## THE PROBLEM
Below are records; reproduce exactly the lines from the one containing "Place one keypoint per instance of the black vest" through the end, both included, and only those.

::: RAW DATA :::

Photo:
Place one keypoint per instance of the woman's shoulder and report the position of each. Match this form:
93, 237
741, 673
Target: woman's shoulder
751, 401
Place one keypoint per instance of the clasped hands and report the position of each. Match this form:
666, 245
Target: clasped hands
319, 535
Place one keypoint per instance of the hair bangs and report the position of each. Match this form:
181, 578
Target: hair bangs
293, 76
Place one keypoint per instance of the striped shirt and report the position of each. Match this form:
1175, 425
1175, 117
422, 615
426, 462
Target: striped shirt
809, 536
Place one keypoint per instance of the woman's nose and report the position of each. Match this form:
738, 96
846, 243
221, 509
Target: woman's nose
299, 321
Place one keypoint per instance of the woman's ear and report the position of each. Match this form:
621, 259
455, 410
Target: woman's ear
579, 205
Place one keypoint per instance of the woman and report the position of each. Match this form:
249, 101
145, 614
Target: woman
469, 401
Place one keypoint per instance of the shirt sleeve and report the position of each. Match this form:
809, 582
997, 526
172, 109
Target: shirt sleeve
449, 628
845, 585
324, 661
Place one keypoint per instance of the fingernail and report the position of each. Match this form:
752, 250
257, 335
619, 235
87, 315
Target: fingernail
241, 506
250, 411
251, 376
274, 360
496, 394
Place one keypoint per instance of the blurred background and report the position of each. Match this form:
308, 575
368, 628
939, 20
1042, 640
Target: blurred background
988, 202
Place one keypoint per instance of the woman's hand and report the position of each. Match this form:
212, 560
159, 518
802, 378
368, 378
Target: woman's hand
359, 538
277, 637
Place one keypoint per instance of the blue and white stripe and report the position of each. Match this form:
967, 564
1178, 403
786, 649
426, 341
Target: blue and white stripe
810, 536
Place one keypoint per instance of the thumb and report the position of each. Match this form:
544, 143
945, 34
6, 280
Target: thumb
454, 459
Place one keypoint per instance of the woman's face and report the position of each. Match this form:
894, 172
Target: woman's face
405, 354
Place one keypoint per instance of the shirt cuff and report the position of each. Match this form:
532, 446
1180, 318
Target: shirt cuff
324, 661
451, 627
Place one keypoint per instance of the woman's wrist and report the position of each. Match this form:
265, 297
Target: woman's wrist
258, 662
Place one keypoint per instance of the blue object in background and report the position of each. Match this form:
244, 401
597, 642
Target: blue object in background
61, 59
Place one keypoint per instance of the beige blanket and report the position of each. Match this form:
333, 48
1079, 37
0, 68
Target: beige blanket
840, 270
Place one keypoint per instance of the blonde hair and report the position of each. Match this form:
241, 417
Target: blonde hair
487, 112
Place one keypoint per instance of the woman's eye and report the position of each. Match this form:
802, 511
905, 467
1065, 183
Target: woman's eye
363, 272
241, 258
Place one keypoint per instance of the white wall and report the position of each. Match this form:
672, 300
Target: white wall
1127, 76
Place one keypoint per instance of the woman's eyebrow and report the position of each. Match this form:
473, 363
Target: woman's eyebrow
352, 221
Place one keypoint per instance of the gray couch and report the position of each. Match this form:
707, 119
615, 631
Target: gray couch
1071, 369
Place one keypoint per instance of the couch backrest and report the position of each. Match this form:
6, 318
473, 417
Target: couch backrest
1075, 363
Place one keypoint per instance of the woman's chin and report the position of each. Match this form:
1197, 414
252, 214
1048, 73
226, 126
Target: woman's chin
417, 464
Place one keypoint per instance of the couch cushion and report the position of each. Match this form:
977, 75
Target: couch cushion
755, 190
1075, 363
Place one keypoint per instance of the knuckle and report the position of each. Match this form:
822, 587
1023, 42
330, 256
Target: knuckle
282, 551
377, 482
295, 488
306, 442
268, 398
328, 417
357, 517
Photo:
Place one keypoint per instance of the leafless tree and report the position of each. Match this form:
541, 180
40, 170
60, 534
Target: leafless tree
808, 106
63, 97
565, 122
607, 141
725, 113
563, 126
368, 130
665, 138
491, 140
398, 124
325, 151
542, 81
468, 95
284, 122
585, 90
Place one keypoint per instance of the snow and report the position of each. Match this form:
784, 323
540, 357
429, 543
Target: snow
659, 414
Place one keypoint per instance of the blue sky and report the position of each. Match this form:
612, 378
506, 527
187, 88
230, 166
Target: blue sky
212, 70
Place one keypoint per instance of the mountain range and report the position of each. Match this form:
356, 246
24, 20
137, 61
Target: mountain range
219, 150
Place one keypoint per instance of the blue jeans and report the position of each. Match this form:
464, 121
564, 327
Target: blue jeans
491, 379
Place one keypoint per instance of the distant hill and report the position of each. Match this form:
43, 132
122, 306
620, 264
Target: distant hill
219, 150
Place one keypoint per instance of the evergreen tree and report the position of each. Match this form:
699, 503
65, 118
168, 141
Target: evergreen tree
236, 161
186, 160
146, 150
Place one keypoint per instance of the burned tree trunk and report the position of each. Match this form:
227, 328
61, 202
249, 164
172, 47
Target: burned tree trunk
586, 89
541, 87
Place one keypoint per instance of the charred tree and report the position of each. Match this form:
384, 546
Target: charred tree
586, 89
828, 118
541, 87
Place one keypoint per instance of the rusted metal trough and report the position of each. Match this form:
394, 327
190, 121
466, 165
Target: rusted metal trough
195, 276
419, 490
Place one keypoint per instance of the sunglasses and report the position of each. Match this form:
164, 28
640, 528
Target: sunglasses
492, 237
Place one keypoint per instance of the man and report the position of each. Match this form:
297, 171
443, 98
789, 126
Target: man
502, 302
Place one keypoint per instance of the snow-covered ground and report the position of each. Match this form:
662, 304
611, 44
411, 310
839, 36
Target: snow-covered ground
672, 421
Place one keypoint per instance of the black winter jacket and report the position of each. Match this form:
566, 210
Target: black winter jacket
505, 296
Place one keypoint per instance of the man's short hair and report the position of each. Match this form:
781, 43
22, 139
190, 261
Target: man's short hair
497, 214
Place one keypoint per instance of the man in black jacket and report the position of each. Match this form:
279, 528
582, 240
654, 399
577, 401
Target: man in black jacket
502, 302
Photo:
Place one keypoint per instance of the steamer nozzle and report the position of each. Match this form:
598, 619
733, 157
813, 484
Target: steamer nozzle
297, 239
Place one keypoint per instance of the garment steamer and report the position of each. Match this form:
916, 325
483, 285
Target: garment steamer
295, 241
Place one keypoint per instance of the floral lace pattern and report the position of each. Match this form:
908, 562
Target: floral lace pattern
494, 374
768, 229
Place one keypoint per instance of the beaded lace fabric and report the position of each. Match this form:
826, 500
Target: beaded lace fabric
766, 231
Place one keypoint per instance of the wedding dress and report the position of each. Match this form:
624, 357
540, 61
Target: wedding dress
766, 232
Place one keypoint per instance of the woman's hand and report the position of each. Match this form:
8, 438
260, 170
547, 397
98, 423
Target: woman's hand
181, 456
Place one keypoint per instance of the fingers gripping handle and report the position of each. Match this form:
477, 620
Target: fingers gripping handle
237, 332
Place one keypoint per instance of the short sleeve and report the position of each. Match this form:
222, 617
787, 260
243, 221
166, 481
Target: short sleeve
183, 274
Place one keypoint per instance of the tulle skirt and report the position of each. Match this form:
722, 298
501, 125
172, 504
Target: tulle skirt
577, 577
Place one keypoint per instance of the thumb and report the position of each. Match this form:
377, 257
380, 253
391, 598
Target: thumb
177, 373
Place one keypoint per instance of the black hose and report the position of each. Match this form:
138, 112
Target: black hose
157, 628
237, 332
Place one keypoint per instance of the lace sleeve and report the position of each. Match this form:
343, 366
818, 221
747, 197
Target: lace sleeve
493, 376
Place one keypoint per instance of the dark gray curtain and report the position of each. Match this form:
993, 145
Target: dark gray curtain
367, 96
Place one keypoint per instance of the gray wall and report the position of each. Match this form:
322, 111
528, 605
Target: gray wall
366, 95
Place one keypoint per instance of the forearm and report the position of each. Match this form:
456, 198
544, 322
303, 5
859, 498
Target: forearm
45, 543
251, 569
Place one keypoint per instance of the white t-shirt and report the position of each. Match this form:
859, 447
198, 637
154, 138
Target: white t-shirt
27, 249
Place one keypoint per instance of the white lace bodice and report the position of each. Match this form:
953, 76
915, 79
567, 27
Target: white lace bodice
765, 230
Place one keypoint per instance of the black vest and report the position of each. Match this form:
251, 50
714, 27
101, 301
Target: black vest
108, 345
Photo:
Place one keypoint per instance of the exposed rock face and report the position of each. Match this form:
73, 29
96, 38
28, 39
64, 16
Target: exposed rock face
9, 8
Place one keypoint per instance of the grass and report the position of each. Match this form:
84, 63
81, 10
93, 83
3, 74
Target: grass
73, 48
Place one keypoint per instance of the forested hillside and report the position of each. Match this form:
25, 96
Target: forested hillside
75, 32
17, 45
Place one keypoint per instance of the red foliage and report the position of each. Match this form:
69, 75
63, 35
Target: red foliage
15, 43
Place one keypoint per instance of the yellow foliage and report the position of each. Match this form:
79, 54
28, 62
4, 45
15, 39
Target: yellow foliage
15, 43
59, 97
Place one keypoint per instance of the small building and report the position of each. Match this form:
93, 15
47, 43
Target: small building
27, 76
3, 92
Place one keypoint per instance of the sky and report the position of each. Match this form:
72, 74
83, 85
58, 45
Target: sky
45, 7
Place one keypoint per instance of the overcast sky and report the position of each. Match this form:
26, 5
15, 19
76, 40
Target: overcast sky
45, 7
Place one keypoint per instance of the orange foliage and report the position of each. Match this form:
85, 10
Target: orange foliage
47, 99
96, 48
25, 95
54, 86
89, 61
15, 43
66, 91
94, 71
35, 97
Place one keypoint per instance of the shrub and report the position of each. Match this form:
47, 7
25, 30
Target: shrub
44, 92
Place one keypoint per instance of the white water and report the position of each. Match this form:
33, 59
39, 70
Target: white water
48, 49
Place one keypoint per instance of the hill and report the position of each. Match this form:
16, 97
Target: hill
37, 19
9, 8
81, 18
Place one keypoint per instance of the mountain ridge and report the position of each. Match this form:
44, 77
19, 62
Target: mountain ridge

:::

## WRITTEN SOLUTION
Place one keypoint per instance of the black vest and report the position of each. Match this form:
251, 50
714, 27
101, 301
Target: black vest
108, 345
Photo:
Place one keypoint per instance of the exposed rock face and report the position of each. Match this form:
73, 29
96, 38
28, 39
64, 16
Target: exposed rock face
9, 8
Place one keypoint per instance of the grass and report the position of each. Match this form:
84, 63
81, 10
93, 83
3, 74
Target: grass
73, 48
Place one keypoint per instance of the forested hillside and report the position of each. Match this form:
25, 96
Target: forested hillside
75, 32
17, 45
Place one keypoint per instance of the red foliage and report the position of each. Match this form:
69, 75
63, 35
Target: red foliage
15, 43
Place one keypoint per instance of the yellow foliage and report the position of each. Match this form:
79, 54
28, 62
4, 45
15, 39
Target: yellow foliage
15, 43
59, 97
Place one keypoint per instance of the small building and report the position of each. Match this form:
93, 15
47, 43
Target: small building
27, 76
3, 92
Place one keypoint per instance of the sky and report the position of each. Match this form:
72, 74
83, 85
58, 45
Target: sky
45, 7
Place one keypoint per instance of the overcast sky and report the position of each. Match this form:
26, 5
15, 19
76, 40
Target: overcast sky
45, 7
Place one keypoint per instance of the orange foliage and report the position of each. Match this form:
85, 10
Target: orange foliage
47, 99
96, 48
25, 95
54, 86
89, 61
15, 43
66, 91
94, 71
35, 97
Place one keypoint per instance of the shrub and report the position of each. Match this form:
47, 7
25, 30
Target: shrub
44, 92
Place one keypoint per instance of the white water and report the position of each. Match this form:
33, 59
39, 70
Target: white water
48, 49
Place one keypoint per instance of the hill and report the position of each. Match this form:
16, 97
Target: hill
37, 19
9, 8
81, 18
Place one keypoint per instance of the mountain ridge and report the position of each. Match this form:
44, 77
19, 62
Target: mountain ridge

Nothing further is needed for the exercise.